- To do:
• a. Repeat back everything in the code review post from "https://github.com/asweigart/codebreaker" down to "the other programs?", word for word.
• b. Duplicate everything in the records from the line containing "the window in" down to the end of the records, keeping every line unchanged.

- Page:
========================================================================

Help Review Code for the Cryptography and Code Breaking Book

I have the source code written for my next book, "Hacking Secret Ciphers with Python" (formerly "Become a Code Breaker with Python"). (You can download the rough draft.)

The programs all implement classic cryptographic ciphers (Caesar cipher, simple substitution, etc.) as well as programs that can crack them. I'm posting it for public review so people can make any suggestions for edits. The code is loaded on github here:

https://github.com/asweigart/codebreaker

These programs are for a book that teaches computer programming in Python 3 to complete beginners, as well as teaching amateur cryptography. My aim for the programs are:

  • Simple - Is the code arranged in a way that requires the least amount of prerequisite knowledge? Is there a chunk of code that should have more comments? Is there a comment that doesn't make sense?
  • Correctness - Is the cipher implemented correctly according to descriptions of the cipher?
  • Consistency - Is the naming and spacing of the code consistent with the other programs?

Things that are not goals for the source:

  • Security is not a primary concern. These are educational examples to teach basic cryptography concepts. Please withhold comments or criticisms that would be more appropriate for commercial encryption software. I understand that Python's random module is not suitable for crypto. I understand that the RSA block cipher should use CBC mode instead of ECB mode. These decisions have been made because the point of this book is to teach and be simple for the reader to understand without going into the arcana of cryptography.
  • Efficient and elegant code is also not a primary concern. For example, I don't use list comprehensions because it would add another programming topic to explain in the book. The code uses more lines than it probably needs too, but I'd rather have more-but-readable code than less-but-elegant code. If there's an order of magnitude improvement that I can make, I'll do it. Otherwise, a few extra seconds of processing time is worth having simpler code.
  • The code doesn't dogmatically pass PEP-8. "Meh."

Thanks to anyone who can offer their advice!

16 comments.

  1. Awesome. Any ideas when you’re planning to release this book? I’d be interested.

========================================================================

[Entries for pointing at named objects]
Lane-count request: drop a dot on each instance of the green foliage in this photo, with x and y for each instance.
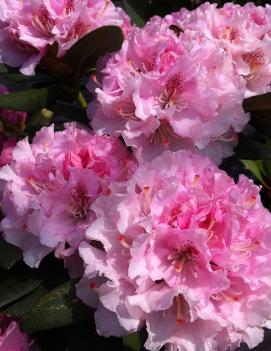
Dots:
(9, 254)
(56, 309)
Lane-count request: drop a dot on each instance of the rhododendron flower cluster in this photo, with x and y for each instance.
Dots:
(244, 33)
(184, 249)
(11, 338)
(11, 124)
(28, 28)
(50, 187)
(179, 83)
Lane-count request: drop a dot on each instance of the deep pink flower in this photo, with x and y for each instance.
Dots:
(29, 28)
(11, 338)
(184, 249)
(51, 185)
(169, 91)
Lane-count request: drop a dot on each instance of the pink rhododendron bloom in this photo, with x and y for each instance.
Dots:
(186, 251)
(165, 90)
(11, 338)
(11, 124)
(28, 28)
(50, 187)
(243, 32)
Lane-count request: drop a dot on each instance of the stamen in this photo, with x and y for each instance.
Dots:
(80, 202)
(255, 59)
(93, 286)
(42, 21)
(244, 247)
(123, 242)
(179, 314)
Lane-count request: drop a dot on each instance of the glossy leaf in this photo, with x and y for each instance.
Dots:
(251, 149)
(255, 167)
(58, 308)
(20, 308)
(136, 10)
(261, 120)
(84, 54)
(25, 100)
(259, 102)
(16, 286)
(9, 255)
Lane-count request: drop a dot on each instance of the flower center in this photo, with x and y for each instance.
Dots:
(69, 6)
(179, 257)
(42, 21)
(171, 96)
(254, 59)
(126, 109)
(80, 202)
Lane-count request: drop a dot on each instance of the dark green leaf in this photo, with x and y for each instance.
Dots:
(15, 287)
(9, 255)
(251, 149)
(20, 308)
(261, 120)
(25, 100)
(70, 113)
(58, 308)
(131, 342)
(259, 102)
(3, 68)
(255, 167)
(136, 9)
(84, 54)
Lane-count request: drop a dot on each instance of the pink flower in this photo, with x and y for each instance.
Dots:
(168, 91)
(11, 338)
(50, 187)
(11, 124)
(243, 32)
(183, 249)
(25, 38)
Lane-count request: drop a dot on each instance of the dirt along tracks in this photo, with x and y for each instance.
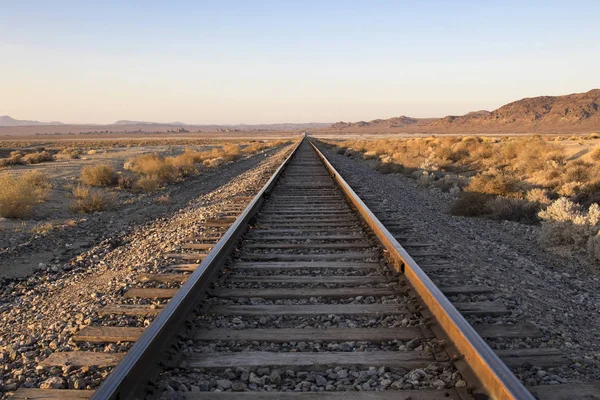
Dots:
(556, 293)
(101, 256)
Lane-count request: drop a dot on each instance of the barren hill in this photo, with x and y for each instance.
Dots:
(579, 112)
(5, 120)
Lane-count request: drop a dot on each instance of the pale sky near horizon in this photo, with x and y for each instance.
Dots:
(288, 61)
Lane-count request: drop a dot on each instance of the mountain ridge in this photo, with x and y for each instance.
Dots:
(6, 120)
(530, 114)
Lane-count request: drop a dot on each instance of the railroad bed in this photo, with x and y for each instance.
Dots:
(302, 299)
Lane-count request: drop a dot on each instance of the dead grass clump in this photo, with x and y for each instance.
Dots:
(69, 153)
(214, 162)
(89, 200)
(99, 175)
(43, 227)
(147, 184)
(125, 181)
(16, 158)
(155, 166)
(511, 209)
(231, 152)
(389, 168)
(471, 204)
(18, 194)
(164, 199)
(370, 155)
(39, 157)
(183, 163)
(541, 197)
(595, 154)
(498, 184)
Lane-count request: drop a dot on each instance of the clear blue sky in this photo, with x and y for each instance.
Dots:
(288, 61)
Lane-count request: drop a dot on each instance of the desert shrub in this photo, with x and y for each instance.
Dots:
(497, 184)
(231, 152)
(147, 184)
(125, 181)
(595, 154)
(389, 168)
(512, 209)
(370, 155)
(163, 199)
(450, 181)
(424, 178)
(18, 194)
(153, 165)
(577, 171)
(541, 197)
(69, 153)
(593, 247)
(36, 158)
(15, 158)
(88, 199)
(183, 163)
(567, 223)
(214, 162)
(98, 175)
(471, 204)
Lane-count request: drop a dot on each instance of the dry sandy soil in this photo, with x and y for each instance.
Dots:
(558, 293)
(54, 233)
(40, 313)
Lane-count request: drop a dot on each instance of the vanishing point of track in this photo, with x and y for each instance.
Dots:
(305, 294)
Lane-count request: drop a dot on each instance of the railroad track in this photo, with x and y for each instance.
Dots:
(302, 298)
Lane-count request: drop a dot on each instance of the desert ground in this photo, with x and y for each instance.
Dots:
(60, 264)
(53, 230)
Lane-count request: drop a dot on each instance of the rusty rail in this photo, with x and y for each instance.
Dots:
(131, 375)
(495, 377)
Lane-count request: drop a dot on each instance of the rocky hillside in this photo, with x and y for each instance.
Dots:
(5, 120)
(578, 112)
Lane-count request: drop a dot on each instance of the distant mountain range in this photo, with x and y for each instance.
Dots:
(544, 114)
(579, 112)
(5, 120)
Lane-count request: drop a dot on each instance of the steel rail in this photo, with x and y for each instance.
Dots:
(495, 377)
(130, 376)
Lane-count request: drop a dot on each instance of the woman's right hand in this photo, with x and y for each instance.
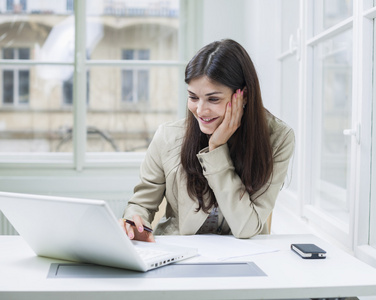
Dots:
(136, 232)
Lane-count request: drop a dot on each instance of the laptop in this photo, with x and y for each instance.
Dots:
(83, 230)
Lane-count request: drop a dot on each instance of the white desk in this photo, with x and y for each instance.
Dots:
(24, 276)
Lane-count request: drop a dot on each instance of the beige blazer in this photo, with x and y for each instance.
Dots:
(162, 176)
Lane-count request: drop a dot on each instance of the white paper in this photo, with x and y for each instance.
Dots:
(226, 247)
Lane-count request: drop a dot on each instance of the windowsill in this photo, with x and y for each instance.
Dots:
(65, 160)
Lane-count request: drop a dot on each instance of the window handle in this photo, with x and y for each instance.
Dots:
(353, 132)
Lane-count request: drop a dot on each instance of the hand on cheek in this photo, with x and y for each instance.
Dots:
(230, 123)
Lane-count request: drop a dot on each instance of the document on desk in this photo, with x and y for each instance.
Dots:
(226, 247)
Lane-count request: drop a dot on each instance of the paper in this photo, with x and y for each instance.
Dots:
(227, 247)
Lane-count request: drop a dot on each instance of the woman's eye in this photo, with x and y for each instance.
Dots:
(193, 98)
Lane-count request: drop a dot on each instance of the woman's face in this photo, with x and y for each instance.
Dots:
(207, 101)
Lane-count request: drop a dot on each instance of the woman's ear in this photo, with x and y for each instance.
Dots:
(245, 94)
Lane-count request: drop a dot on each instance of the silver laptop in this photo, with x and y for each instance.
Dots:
(83, 230)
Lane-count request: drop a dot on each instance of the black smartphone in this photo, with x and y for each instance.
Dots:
(308, 251)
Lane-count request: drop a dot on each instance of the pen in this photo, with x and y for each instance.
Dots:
(133, 224)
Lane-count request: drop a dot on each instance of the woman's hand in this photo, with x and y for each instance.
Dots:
(137, 232)
(230, 123)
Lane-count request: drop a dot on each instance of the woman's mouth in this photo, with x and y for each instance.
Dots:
(207, 120)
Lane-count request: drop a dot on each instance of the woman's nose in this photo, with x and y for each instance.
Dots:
(201, 107)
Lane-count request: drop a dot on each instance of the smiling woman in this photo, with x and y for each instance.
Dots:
(222, 167)
(208, 102)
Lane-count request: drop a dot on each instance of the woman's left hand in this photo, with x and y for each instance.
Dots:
(230, 123)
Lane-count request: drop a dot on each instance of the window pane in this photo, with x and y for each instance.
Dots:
(8, 87)
(328, 13)
(289, 109)
(332, 114)
(46, 30)
(23, 86)
(127, 86)
(290, 22)
(43, 125)
(8, 53)
(373, 158)
(129, 126)
(128, 54)
(143, 86)
(23, 53)
(129, 24)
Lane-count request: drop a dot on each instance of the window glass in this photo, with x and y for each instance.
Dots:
(328, 13)
(117, 125)
(32, 115)
(129, 24)
(290, 22)
(127, 103)
(289, 109)
(16, 79)
(332, 114)
(373, 158)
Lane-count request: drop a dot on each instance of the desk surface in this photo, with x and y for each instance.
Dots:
(24, 276)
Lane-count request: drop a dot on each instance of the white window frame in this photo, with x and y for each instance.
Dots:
(357, 236)
(16, 80)
(190, 38)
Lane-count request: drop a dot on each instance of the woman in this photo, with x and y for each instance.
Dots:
(222, 167)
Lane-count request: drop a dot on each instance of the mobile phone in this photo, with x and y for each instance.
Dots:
(310, 251)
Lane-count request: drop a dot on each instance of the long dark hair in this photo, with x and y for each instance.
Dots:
(227, 62)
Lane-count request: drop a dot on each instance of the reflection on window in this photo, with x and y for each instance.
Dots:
(135, 81)
(68, 89)
(330, 12)
(332, 114)
(16, 80)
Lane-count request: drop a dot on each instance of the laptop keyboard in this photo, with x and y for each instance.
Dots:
(147, 254)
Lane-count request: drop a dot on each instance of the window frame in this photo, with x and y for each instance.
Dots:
(80, 159)
(357, 237)
(16, 69)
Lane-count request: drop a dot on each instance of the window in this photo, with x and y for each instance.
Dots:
(332, 109)
(16, 81)
(289, 64)
(117, 104)
(336, 129)
(68, 90)
(135, 82)
(372, 208)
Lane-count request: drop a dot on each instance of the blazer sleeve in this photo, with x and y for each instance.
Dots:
(245, 218)
(149, 193)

========================================================================

- Answers to the tasks:
• a.
https://github.com/asweigart/codebreaker

These programs are for a book that teaches computer programming in Python 3 to complete beginners, as well as teaching amateur cryptography. My aim for the programs are:

  • Simple - Is the code arranged in a way that requires the least amount of prerequisite knowledge? Is there a chunk of code that should have more comments? Is there a comment that doesn't make sense?
  • Correctness - Is the cipher implemented correctly according to descriptions of the cipher?
  • Consistency - Is the naming and spacing of the code consistent with the other programs?

• b.
Lane-count request: drop a dot on each instance of the window in this photo, with x and y for each instance.
Dots:
(332, 109)
(16, 81)
(289, 64)
(117, 104)
(336, 129)
(68, 90)
(135, 82)
(372, 208)
Lane-count request: drop a dot on each instance of the blazer sleeve in this photo, with x and y for each instance.
Dots:
(245, 218)
(149, 193)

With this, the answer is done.